» **EXERCISE REQUIREMENTS**
Restate all of the following data exactly, keeping any images out of the copy.

» **MATERIAL FOR THIS TASK**
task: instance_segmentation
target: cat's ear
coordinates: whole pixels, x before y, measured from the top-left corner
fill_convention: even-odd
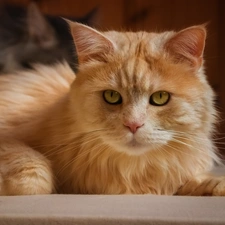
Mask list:
[[[79,63],[89,60],[106,61],[106,54],[114,50],[113,43],[97,30],[66,20],[76,46]]]
[[[205,26],[193,26],[176,33],[166,42],[165,48],[175,60],[187,62],[197,70],[203,62],[205,39]]]
[[[50,48],[56,45],[57,39],[53,27],[34,2],[31,2],[27,8],[27,25],[29,36],[40,47]]]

» **SOLVED PROBLEM**
task: instance_segmentation
target: cat's ear
coordinates: whole pixels, x before y, measured from the top-left corner
fill_convention: even-odd
Mask list:
[[[79,63],[89,60],[106,61],[106,54],[114,50],[113,43],[97,30],[66,20],[76,46]]]
[[[205,26],[193,26],[176,33],[166,42],[165,48],[175,60],[187,62],[197,70],[203,62],[205,39]]]
[[[50,48],[56,45],[57,39],[53,27],[34,2],[31,2],[27,8],[27,25],[29,36],[40,47]]]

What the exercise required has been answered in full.